From the above graphs, we can see that the daily number of arrests tends to increase at the end of April and at the end of August. Interestingly, these two time periods represent the end and the beginning of the school year at UNC, respectively. From this observation, it can be surmised that perhaps the arrival and impending departure of students in Chapel Hill leads to an increase in arrests.

Secondly, a number of trends around specific notable days in the year are visible. For example, a dip is apparent in arrests around the Christmas holiday, with December 25 being home to the fewest number of arrests of any day in the year, with the exception of February 29, which only occurs once every four years. Moreover, Christmas Eve and the day after Christmas featured few arrests as well. This lack of arrest activity around Christmas could either be seen as surprising or unsurprising. On one hand, many people spend the day with their families at home, reducing the amount of illegal activity taking place outside the home. In addition, the good cheer of the holiday spirit could also contribute to the relative lack of illegal activity, as individuals forego violence, theft, and drug and alcohol violations for the warmth of the holiday. On the other hand, celebratory holidays, which include Christmas, are sometimes associated with higher arrest rates, and a large number of people travel around the holiday, potentially leading to an increase in driving violation arrests.

With regard to other holidays, New Year’s Day, January 1, is home to the largest number of arrests in the month of January, perhaps a result of increased DWI and other similar arrests related to disorderly conduct and drunkenness. Surprisingly, few arrests occurred on Halloween, but November 1, the following day, is among the top three arrest days in November, perhaps as a result of lingering illegal activity from the previous day. Other holidays, like the Fourth of July, do not stand out from the prevailing monthly trends during the corresponding time of year. The following tables categorize the arrests on Christmas and on New Year’s Day by arrest category. We further wanted to explore our theories as to the types of crimes being committed on these days.

Arrests by Category on Christmas
Category Number of Arrests
DWI 5
DRUG/NARCOTIC VIOLATION 4
ASSAULT 1
BURGLARY 1
TRESPASSING 1
Arrests by Category on New Year’s Day
Category Number of Arrests
ASSAULT 13
OTHER 13
LIQUOR LAW VIOLATION 10
DWI 9
BURGLARY 2
DRIVING 2
ILLEGAL WEAPON VIOLATION 2
TRESPASSING 2
DOMESTIC VIOLENCE 1
DRUG/NARCOTIC VIOLATION 1
ID FRAUD 1
LARCENY 1
PANHANDLING 1
ROBBERY 1
VANDALISM AND PROPERTY DAMAGE 1

Although we hypothesized that driving arrests may have been common on Christmas Day, in fact, no such arrests were made between Christmas 2010 and Christmas 2018. Instead, nine of the eleven arrests were either DWI arrests or drug and narcotic violation arrests. Furthermore, DWI and liquor law violation arrests were common on New Year’s Day, as hypothesized, but neither category was as common as assault arrests or other arrests.

Saved entries
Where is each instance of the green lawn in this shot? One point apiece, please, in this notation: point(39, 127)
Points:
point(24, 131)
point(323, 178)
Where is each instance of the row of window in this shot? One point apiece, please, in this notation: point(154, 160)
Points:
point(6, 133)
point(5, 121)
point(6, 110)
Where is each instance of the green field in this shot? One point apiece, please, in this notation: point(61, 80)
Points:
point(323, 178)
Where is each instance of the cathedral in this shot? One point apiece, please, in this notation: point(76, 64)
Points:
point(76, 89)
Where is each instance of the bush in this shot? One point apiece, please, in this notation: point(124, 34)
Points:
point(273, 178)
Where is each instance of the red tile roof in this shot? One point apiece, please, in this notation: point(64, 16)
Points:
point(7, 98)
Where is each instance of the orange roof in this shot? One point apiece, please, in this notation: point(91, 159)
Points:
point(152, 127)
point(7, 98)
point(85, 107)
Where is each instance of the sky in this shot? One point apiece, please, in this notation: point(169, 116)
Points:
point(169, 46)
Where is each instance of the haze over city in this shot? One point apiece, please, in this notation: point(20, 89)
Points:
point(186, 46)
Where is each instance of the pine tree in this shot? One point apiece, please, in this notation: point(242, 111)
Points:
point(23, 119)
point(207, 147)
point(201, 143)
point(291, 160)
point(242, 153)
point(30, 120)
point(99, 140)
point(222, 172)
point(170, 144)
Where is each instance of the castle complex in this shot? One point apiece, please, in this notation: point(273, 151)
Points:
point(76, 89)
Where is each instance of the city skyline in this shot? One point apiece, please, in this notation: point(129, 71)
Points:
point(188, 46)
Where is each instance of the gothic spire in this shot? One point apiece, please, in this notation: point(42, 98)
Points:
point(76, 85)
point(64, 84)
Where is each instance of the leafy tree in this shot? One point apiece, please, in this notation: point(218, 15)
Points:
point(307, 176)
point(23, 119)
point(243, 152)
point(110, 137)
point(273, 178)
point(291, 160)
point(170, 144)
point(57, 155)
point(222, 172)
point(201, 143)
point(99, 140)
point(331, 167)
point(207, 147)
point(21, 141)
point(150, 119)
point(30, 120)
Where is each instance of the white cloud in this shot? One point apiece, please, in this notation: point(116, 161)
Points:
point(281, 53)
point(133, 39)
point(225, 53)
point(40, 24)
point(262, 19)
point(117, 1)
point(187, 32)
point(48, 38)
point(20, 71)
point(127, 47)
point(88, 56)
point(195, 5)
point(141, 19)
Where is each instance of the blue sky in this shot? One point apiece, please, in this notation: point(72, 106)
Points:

Directions -
A – Answer these questions using the passage on arrests.
(i) Apart from February 29, which day of the year had the fewest arrests?
(ii) How many DWI arrests were made on Christmas?
(iii) Which day is named as among the top three arrest days in November?
B – Copy out word for word the rows of the saved entries, from the line with "Where is each instance of the haze" up to and including the last line of the saved entries.
The arrest passage and the rows have no connection to each other.

The answers -
A –
(i) December 25
(ii) 5
(iii) November 1

B –
Where is each instance of the haze over city in this shot? One point apiece, please, in this notation: point(20, 89)
Points:
point(186, 46)
Where is each instance of the pine tree in this shot? One point apiece, please, in this notation: point(242, 111)
Points:
point(23, 119)
point(207, 147)
point(201, 143)
point(291, 160)
point(242, 153)
point(30, 120)
point(99, 140)
point(222, 172)
point(170, 144)
Where is each instance of the castle complex in this shot? One point apiece, please, in this notation: point(273, 151)
Points:
point(76, 89)
Where is each instance of the city skyline in this shot? One point apiece, please, in this notation: point(129, 71)
Points:
point(188, 46)
Where is each instance of the gothic spire in this shot? One point apiece, please, in this notation: point(42, 98)
Points:
point(76, 85)
point(64, 84)
Where is each instance of the leafy tree in this shot? One point apiece, please, in this notation: point(218, 15)
Points:
point(307, 176)
point(23, 119)
point(243, 152)
point(110, 137)
point(273, 178)
point(291, 160)
point(170, 144)
point(57, 155)
point(222, 172)
point(201, 143)
point(99, 140)
point(331, 167)
point(207, 147)
point(21, 141)
point(150, 119)
point(30, 120)
Where is each instance of the white cloud in this shot? One point apiece, please, in this notation: point(116, 161)
Points:
point(281, 53)
point(133, 39)
point(225, 53)
point(40, 24)
point(262, 19)
point(117, 1)
point(187, 32)
point(48, 38)
point(20, 71)
point(127, 47)
point(88, 56)
point(195, 5)
point(141, 19)
Where is each instance of the blue sky in this shot? One point apiece, please, in this notation: point(72, 106)
Points:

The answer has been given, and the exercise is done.